An illustration of the Myall Creek Massacre by English illustrator 'Phiz'

By Hannah Ritchie

BBC News, Sydney

An Australian paper has offered a historic apology for its coverage of a massacre of Aboriginal people in 1838.

At least 28 people, mainly women and children, were brutally murdered in the New South Wales town of Myall Creek.

The massacre was the first - and only - time colonists were prosecuted for mass killings of Aboriginal people.

The Sydney Morning Herald (SMH) admitted to spreading racist views and misinformation while campaigning for the killers to escape justice.

The masthead, which is one of the nation's oldest publications, also opposed the death sentence eventually handed down to seven of the 12 men involved.

"This was not due to a lack of evidence or genuine doubts over the integrity of any legal process, but because the perpetrators were white and the dead black," the paper said in an editorial on Friday.

"The Herald has a long and proud history of telling the Australian story. But on Myall Creek, the truth is we failed dismally."

It also apologised for other historic articles which had encouraged readers to kill Aboriginal people if they ever felt "threatened", acknowledging its editorial positions had helped support the proposition colonists were "entitled to impunity" for their violence.

The editorial added that the masthead's coverage at the time was out of step with other papers, quoting a historian who deemed it "as brutal as colonial journalism gets".

The SMH said it was apologising on the 185th anniversary of the Myall Creek - on 10 June - because it felt "truth is an essential force for reconciliation".

---------------

- Parts of the exercise -
1 > In the news article on the Myall Creek apology, which anniversary of the massacre did the Sydney Morning Herald choose for its apology?
2 > Continue the news article on the Sydney Morning Herald's Myall Creek apology from its final sentence.

---------------

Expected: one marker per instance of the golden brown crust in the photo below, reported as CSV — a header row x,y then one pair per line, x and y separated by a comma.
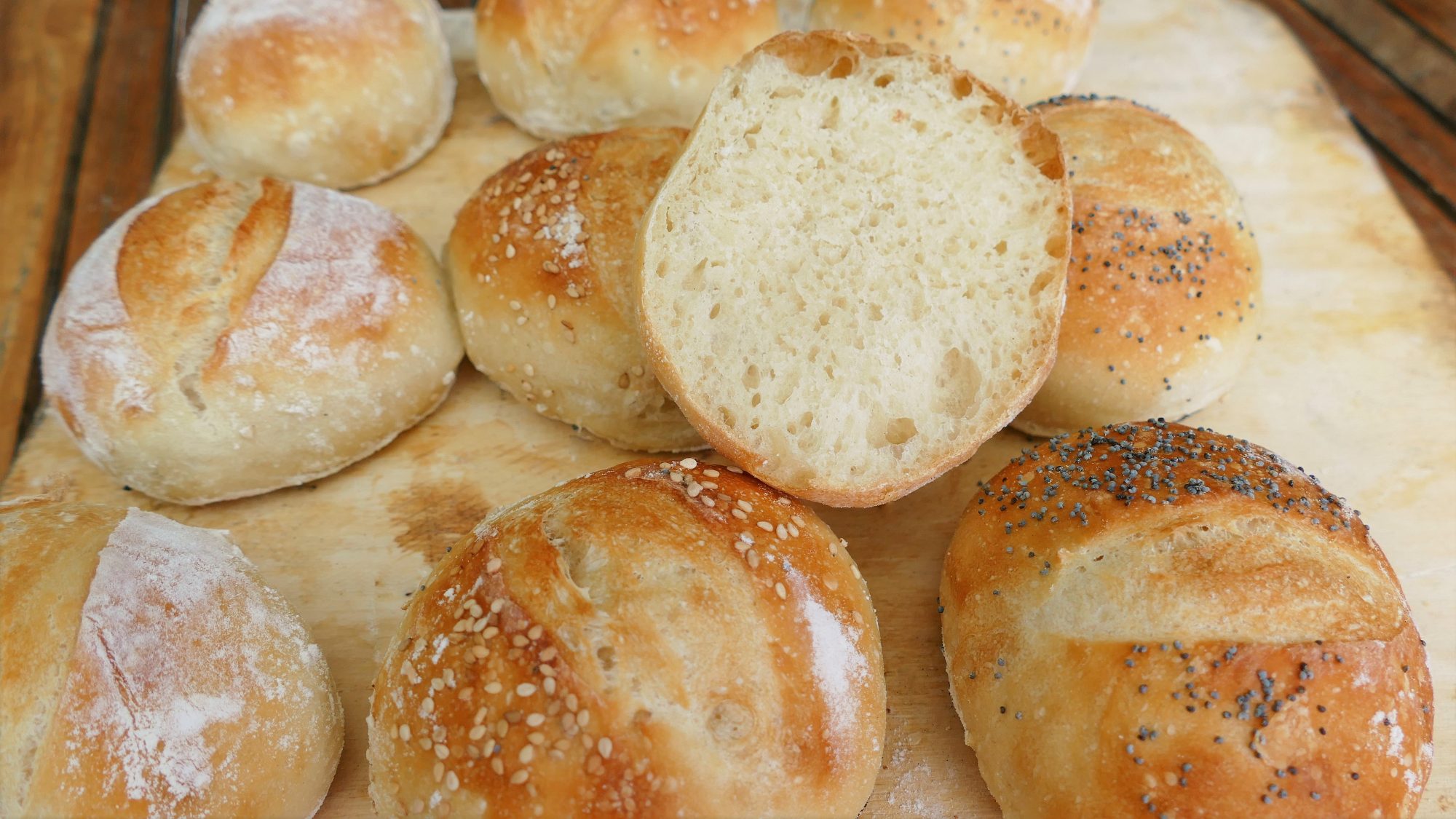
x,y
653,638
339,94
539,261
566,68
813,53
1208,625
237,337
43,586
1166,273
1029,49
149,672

---------------

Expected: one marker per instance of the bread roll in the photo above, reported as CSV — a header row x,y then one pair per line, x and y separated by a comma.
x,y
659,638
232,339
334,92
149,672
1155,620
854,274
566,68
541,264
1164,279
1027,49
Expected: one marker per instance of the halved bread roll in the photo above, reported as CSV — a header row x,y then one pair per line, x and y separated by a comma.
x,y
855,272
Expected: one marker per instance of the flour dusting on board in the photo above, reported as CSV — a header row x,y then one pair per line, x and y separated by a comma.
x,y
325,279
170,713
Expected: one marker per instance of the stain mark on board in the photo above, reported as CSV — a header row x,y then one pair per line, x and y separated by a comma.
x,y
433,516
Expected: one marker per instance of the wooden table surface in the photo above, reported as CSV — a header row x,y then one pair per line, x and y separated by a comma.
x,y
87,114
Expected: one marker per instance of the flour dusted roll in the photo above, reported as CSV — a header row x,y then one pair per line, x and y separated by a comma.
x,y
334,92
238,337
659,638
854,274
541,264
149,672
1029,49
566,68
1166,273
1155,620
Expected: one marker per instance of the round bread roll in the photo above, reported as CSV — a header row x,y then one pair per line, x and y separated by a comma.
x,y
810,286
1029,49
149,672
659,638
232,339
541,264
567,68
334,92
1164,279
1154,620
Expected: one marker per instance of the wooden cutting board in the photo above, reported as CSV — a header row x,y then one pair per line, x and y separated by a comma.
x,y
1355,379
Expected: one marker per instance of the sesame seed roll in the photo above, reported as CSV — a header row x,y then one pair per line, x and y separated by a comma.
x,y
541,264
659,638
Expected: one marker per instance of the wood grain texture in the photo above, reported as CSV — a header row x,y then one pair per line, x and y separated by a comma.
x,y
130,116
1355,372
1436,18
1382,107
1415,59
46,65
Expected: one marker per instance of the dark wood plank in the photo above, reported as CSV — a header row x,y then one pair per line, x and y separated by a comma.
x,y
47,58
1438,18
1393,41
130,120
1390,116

---------------

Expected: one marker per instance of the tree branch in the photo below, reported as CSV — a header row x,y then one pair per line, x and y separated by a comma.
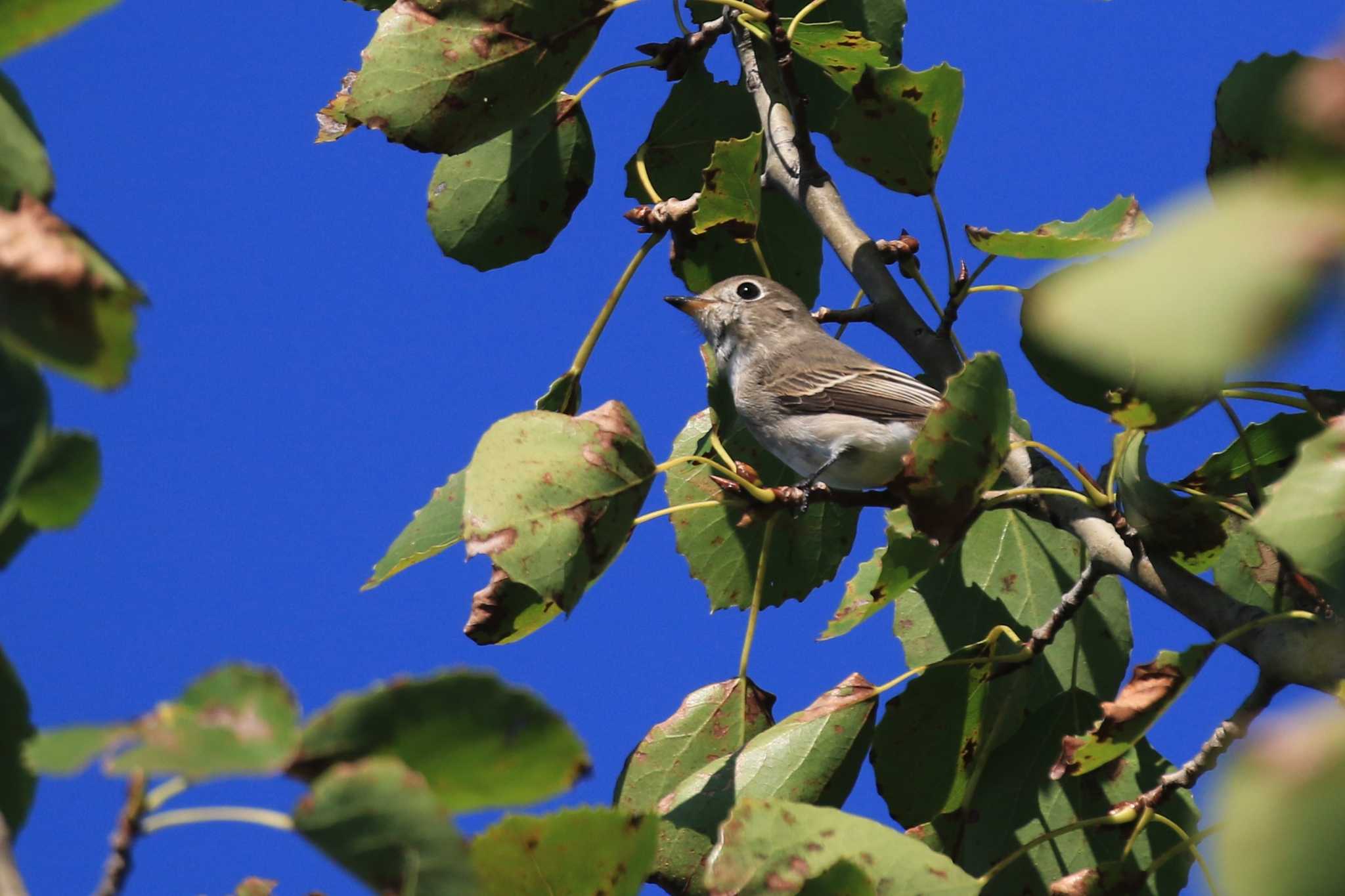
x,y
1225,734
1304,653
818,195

---------------

- Answers given -
1 > The 185th anniversary, on 10 June.

2 >
The mass killings at Myall Creek Station were carried out by a group of European stockmen - mostly ex-convicts - who rounded up and executed 28 Wirrayaraay women, children, and elders, while the men in their families were working nearby.

The events unfolded during Australia's Frontier Wars - a period of genocidal violence throughout the first 140 years of British settlement, when Indigenous people fought to defend themselves and their land from colonists.

The violence inflected in Myall Creek that day is only known because the perpetrators were tried and convicted, historians say. Countless other atrocities from the Frontier Wars remain untold, leaving a gaping hole in Australia's history.

The SMH's apology is part of a broader reckoning taking place globally, as nations and powerful institutions grapple with histories of racial violence.

The Guardian recently apologised for its British founders' links to transatlantic slavery, while mastheads across the US - including the Baltimore Sun and Los Angeles Times - have asked for forgiveness over past failings on race reporting.